Reproduce nothing but the lines from the start of the material through the line that includes "the river with a point.", both ends included, and omit every picture.

◇ ◇ ◇ ◇ ◇

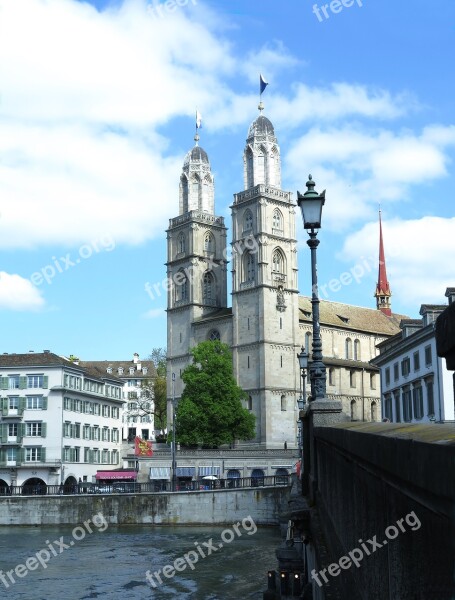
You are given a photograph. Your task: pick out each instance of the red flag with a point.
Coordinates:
(142, 447)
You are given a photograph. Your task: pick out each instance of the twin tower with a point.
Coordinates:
(262, 326)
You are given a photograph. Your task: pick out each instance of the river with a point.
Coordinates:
(110, 562)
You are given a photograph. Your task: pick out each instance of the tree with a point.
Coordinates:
(210, 411)
(155, 388)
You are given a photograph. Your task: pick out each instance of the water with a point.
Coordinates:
(111, 564)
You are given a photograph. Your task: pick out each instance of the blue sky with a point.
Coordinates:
(97, 103)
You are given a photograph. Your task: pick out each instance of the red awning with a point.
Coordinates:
(116, 475)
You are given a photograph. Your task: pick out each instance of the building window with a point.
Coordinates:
(396, 396)
(405, 366)
(277, 220)
(407, 405)
(357, 350)
(352, 378)
(248, 221)
(372, 381)
(417, 398)
(35, 381)
(430, 397)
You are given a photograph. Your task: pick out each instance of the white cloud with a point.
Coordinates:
(362, 167)
(419, 256)
(17, 293)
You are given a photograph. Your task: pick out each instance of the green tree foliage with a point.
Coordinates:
(210, 411)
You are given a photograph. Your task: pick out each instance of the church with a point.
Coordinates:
(268, 321)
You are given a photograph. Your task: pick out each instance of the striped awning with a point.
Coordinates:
(185, 471)
(204, 471)
(160, 473)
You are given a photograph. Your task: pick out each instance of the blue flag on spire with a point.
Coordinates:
(262, 84)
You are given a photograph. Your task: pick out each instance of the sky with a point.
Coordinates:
(97, 111)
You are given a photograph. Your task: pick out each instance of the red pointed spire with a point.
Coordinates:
(383, 292)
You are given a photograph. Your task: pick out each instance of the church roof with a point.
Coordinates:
(261, 126)
(196, 154)
(346, 316)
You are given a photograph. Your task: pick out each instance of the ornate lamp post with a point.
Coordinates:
(311, 203)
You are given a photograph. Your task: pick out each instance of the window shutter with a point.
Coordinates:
(22, 404)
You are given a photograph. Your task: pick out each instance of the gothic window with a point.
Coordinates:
(277, 220)
(250, 267)
(208, 289)
(277, 262)
(181, 287)
(209, 244)
(248, 221)
(181, 243)
(356, 349)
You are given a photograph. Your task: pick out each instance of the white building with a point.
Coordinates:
(416, 385)
(268, 321)
(137, 413)
(60, 421)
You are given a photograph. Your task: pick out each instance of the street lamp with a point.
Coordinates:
(311, 203)
(174, 462)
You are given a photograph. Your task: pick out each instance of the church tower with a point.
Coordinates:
(264, 289)
(382, 293)
(196, 263)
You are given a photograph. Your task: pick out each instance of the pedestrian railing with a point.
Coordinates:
(156, 486)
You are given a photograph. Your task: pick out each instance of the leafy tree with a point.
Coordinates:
(210, 411)
(155, 388)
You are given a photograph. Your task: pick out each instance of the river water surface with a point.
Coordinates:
(111, 564)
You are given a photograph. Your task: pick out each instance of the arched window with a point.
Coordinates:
(209, 242)
(250, 267)
(356, 349)
(374, 416)
(353, 410)
(277, 220)
(181, 243)
(277, 262)
(208, 288)
(248, 221)
(181, 287)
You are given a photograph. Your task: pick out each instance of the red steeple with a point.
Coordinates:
(383, 292)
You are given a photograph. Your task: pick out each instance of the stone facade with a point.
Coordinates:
(268, 321)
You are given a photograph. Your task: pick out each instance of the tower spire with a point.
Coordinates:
(383, 292)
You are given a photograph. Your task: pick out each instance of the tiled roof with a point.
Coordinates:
(346, 316)
(102, 365)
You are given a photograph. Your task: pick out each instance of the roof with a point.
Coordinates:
(355, 318)
(49, 359)
(196, 154)
(261, 126)
(101, 366)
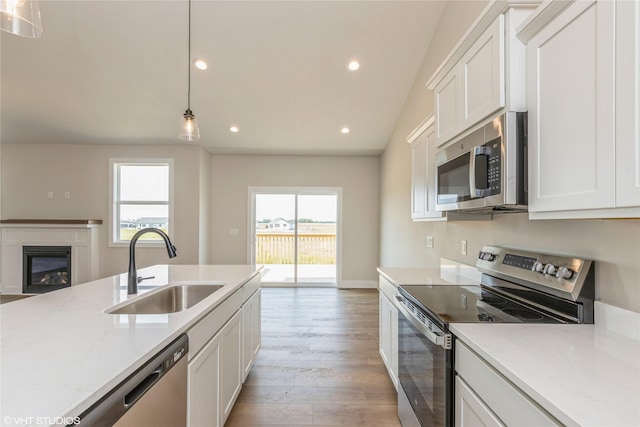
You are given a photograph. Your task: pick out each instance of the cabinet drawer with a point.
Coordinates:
(509, 403)
(206, 328)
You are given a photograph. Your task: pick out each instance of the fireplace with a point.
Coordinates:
(45, 268)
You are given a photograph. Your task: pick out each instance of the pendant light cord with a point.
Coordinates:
(189, 64)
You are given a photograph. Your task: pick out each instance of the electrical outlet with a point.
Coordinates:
(429, 241)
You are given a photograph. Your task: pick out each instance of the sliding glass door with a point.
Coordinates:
(296, 237)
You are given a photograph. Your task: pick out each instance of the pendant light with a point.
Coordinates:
(21, 17)
(189, 130)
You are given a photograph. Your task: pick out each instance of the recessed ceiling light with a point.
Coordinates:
(200, 64)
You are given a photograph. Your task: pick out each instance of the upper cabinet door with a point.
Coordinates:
(448, 108)
(628, 104)
(482, 71)
(419, 178)
(570, 94)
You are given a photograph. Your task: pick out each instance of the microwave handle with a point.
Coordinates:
(477, 151)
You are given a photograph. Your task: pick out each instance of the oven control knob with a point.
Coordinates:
(538, 267)
(564, 273)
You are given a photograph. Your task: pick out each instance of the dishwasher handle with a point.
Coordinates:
(144, 385)
(110, 408)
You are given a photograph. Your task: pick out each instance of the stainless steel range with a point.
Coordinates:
(516, 287)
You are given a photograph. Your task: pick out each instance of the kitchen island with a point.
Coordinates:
(60, 352)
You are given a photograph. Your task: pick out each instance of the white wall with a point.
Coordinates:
(358, 176)
(615, 245)
(30, 171)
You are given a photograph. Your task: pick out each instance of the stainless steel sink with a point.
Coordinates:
(171, 299)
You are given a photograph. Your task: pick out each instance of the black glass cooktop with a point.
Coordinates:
(470, 304)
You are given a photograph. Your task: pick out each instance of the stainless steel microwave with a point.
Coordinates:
(486, 170)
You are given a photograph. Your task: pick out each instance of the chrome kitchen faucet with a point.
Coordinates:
(132, 283)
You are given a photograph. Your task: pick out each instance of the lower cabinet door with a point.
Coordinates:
(470, 410)
(231, 361)
(251, 331)
(203, 392)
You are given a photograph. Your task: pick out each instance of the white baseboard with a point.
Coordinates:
(617, 319)
(358, 284)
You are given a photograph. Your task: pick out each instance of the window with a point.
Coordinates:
(141, 191)
(296, 236)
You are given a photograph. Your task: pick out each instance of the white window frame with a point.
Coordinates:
(114, 202)
(251, 242)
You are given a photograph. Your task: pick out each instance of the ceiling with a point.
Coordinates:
(115, 72)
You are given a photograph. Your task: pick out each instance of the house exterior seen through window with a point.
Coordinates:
(141, 198)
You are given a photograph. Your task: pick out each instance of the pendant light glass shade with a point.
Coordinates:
(21, 17)
(189, 130)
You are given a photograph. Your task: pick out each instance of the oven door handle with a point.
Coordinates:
(437, 337)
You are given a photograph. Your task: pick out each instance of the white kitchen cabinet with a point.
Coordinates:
(627, 103)
(231, 364)
(423, 176)
(470, 410)
(203, 388)
(483, 74)
(582, 96)
(447, 96)
(217, 358)
(419, 178)
(570, 66)
(486, 397)
(388, 332)
(251, 320)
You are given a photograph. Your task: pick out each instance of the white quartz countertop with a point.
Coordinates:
(584, 375)
(60, 352)
(449, 273)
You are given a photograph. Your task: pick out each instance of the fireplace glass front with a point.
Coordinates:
(46, 268)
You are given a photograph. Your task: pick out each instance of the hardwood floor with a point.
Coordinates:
(319, 363)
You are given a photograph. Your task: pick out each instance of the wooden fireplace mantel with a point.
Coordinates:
(52, 221)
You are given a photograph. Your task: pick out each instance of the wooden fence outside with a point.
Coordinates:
(279, 248)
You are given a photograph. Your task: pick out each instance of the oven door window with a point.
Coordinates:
(423, 374)
(453, 180)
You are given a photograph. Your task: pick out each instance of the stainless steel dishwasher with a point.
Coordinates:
(155, 395)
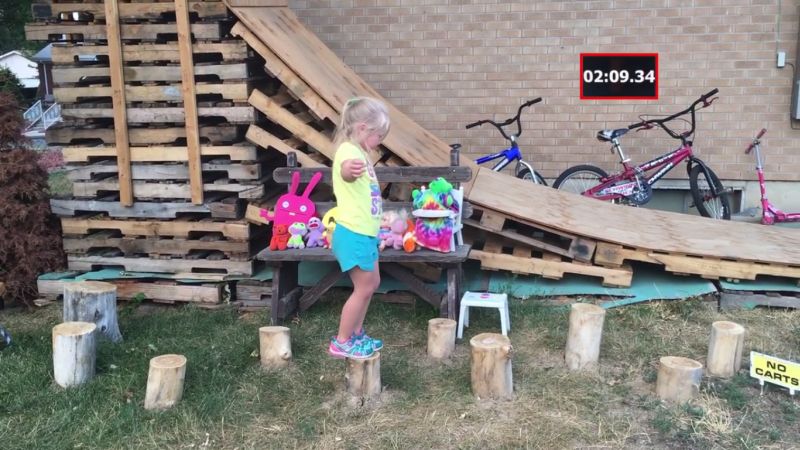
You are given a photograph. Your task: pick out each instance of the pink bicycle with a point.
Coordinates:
(634, 184)
(769, 213)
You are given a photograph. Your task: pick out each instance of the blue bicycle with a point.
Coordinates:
(523, 169)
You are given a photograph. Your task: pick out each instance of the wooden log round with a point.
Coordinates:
(585, 334)
(74, 353)
(93, 301)
(165, 381)
(491, 366)
(363, 377)
(725, 349)
(275, 347)
(441, 338)
(678, 378)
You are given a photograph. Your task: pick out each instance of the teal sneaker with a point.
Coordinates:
(377, 344)
(349, 349)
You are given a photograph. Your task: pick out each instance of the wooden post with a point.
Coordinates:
(725, 349)
(165, 381)
(585, 334)
(441, 338)
(93, 301)
(74, 353)
(275, 347)
(678, 378)
(119, 105)
(491, 366)
(363, 377)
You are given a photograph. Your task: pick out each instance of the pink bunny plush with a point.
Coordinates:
(291, 207)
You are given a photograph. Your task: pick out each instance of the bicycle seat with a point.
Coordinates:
(608, 135)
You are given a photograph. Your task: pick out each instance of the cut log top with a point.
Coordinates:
(170, 361)
(490, 341)
(680, 361)
(74, 328)
(90, 287)
(586, 309)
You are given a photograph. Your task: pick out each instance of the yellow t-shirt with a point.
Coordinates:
(359, 202)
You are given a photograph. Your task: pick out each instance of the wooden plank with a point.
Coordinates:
(189, 100)
(144, 32)
(71, 75)
(277, 114)
(161, 154)
(716, 268)
(281, 71)
(236, 92)
(149, 10)
(149, 52)
(119, 102)
(141, 136)
(143, 190)
(166, 171)
(144, 227)
(407, 174)
(267, 140)
(552, 269)
(88, 263)
(233, 114)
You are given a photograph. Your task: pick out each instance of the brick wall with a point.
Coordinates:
(448, 63)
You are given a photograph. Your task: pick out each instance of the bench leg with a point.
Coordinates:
(284, 283)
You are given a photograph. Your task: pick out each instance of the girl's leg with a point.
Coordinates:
(355, 308)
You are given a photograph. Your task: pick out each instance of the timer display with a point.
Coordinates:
(618, 76)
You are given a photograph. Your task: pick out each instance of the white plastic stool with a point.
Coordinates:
(484, 300)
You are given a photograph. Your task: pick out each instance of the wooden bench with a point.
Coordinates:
(288, 296)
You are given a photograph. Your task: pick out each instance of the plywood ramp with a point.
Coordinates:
(673, 240)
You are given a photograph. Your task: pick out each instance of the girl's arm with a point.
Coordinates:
(352, 169)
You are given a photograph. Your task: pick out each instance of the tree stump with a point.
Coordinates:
(491, 366)
(725, 349)
(165, 382)
(678, 378)
(93, 301)
(363, 377)
(441, 338)
(74, 353)
(585, 334)
(275, 347)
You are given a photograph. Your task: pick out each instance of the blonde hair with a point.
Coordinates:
(366, 110)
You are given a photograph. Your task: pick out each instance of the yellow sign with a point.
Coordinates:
(775, 370)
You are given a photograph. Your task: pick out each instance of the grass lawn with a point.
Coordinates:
(229, 402)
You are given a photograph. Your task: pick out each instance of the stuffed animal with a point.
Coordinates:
(290, 207)
(314, 236)
(297, 230)
(280, 237)
(398, 228)
(329, 222)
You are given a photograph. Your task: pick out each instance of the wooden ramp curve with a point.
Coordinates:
(679, 242)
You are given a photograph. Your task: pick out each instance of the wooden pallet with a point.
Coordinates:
(202, 52)
(508, 255)
(219, 207)
(146, 32)
(159, 291)
(209, 135)
(173, 265)
(530, 234)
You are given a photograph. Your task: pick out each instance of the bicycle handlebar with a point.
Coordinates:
(508, 121)
(755, 141)
(647, 124)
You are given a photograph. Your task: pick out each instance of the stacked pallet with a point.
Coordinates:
(154, 103)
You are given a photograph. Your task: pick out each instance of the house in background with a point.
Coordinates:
(26, 70)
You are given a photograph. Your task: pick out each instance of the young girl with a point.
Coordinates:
(365, 122)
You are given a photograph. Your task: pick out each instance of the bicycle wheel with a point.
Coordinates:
(525, 174)
(704, 185)
(578, 179)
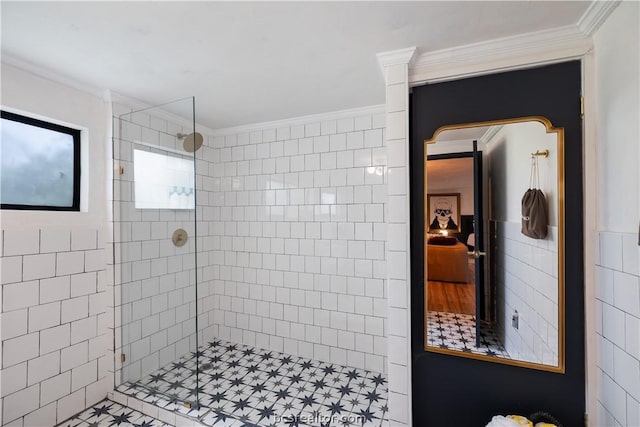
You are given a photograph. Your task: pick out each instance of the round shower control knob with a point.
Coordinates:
(179, 237)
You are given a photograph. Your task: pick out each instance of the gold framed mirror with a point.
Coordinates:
(491, 292)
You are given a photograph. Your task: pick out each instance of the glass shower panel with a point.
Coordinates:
(155, 249)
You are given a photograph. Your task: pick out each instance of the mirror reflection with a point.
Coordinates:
(493, 287)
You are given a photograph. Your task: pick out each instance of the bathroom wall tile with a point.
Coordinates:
(626, 292)
(19, 349)
(630, 254)
(14, 379)
(43, 367)
(11, 269)
(38, 266)
(19, 295)
(84, 239)
(21, 242)
(611, 250)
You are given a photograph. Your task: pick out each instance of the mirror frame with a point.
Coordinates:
(560, 367)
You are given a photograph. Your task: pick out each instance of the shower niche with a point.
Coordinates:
(156, 273)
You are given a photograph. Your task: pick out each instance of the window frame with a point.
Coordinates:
(76, 135)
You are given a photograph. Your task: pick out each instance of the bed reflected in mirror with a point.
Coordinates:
(492, 292)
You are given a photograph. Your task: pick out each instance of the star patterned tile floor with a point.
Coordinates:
(244, 386)
(110, 414)
(458, 332)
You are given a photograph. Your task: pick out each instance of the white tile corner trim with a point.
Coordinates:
(54, 324)
(395, 67)
(618, 329)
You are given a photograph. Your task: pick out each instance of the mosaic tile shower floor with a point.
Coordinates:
(458, 332)
(110, 414)
(244, 386)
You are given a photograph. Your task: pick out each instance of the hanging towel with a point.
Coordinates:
(534, 206)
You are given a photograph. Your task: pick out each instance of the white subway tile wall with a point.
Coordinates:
(397, 244)
(153, 296)
(296, 240)
(528, 278)
(54, 325)
(618, 329)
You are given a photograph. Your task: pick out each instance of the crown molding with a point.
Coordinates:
(394, 57)
(508, 53)
(597, 12)
(51, 75)
(297, 121)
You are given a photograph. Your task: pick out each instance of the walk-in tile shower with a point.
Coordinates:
(199, 273)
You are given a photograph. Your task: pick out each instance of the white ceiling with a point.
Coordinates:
(253, 62)
(450, 173)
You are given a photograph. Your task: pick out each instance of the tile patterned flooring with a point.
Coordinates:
(244, 386)
(110, 414)
(458, 332)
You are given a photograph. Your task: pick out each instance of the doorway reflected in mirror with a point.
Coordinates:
(491, 292)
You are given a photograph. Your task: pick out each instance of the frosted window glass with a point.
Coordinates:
(37, 166)
(162, 181)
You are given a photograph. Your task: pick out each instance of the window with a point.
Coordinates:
(163, 181)
(40, 165)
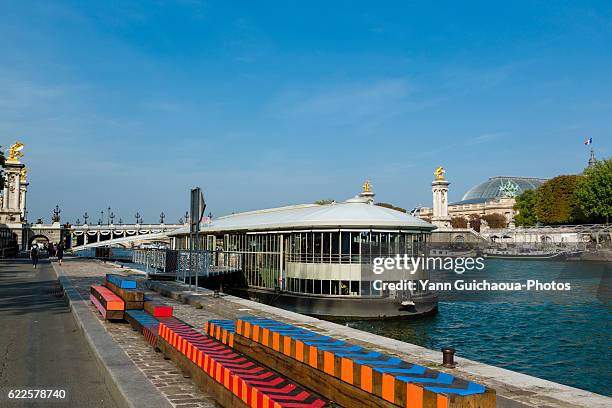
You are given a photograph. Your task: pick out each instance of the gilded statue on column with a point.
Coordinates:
(15, 152)
(439, 173)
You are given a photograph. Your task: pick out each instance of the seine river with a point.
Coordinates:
(562, 336)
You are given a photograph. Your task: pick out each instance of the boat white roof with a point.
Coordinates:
(350, 214)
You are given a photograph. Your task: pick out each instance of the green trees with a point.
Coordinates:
(495, 220)
(556, 202)
(594, 191)
(525, 205)
(573, 199)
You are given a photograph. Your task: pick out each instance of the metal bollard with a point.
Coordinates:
(448, 357)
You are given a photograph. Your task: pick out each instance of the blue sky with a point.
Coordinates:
(129, 104)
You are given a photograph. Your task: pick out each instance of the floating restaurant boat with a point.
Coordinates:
(317, 259)
(495, 253)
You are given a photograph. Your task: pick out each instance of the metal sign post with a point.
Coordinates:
(198, 206)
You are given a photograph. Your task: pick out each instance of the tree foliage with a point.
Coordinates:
(594, 191)
(475, 222)
(556, 202)
(525, 206)
(391, 206)
(459, 222)
(495, 220)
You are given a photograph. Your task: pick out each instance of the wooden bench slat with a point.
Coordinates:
(157, 308)
(121, 281)
(390, 378)
(254, 384)
(108, 299)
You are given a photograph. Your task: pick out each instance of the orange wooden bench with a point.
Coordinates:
(108, 304)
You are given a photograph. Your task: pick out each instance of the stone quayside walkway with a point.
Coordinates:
(164, 374)
(513, 389)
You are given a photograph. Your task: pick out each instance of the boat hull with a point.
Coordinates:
(348, 308)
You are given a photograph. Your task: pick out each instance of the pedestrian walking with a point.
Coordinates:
(60, 252)
(34, 255)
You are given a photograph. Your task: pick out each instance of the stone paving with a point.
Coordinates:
(181, 392)
(513, 389)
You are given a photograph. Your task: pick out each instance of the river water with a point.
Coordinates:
(562, 336)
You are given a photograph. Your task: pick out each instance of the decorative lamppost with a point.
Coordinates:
(56, 213)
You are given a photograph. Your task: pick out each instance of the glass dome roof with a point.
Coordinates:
(498, 187)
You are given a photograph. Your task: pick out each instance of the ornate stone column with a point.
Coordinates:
(439, 189)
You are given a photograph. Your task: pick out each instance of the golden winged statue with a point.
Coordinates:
(439, 173)
(15, 152)
(367, 187)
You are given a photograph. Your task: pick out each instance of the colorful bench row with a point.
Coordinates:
(108, 304)
(253, 384)
(157, 309)
(125, 288)
(121, 281)
(144, 323)
(399, 382)
(222, 330)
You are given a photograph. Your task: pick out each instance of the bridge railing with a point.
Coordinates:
(156, 260)
(203, 264)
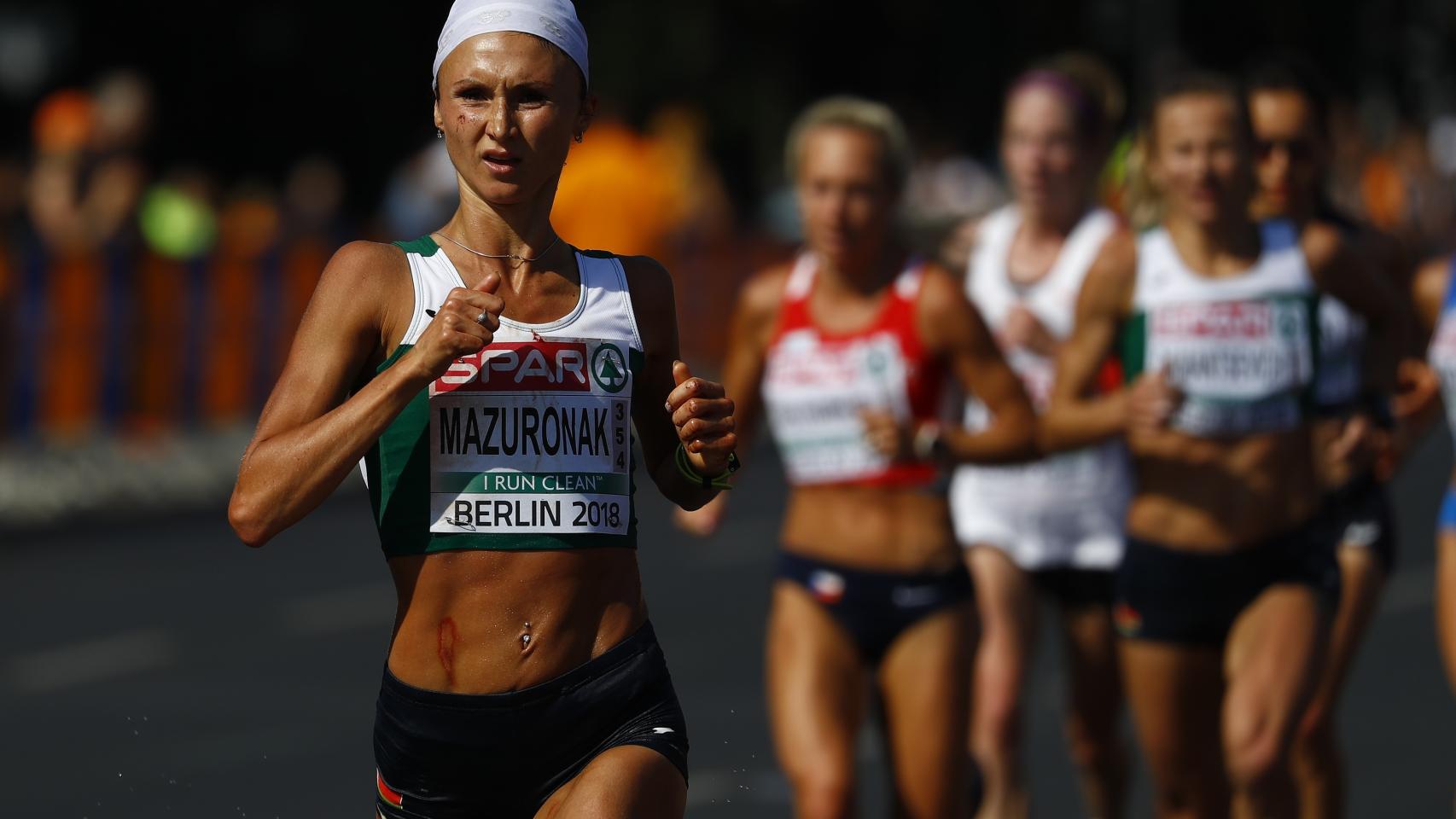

◇ ◇ ◇ ◇ ◇

Answer for this exercise:
You are given a photograph. Your task: pick out each instance of the red flag with a point.
Coordinates:
(142, 447)
You are given a photograph. Your task: pick out each instance of the twin tower with a point.
Coordinates:
(262, 326)
You are given a photograph. Your task: pick out each instance of the river with a point.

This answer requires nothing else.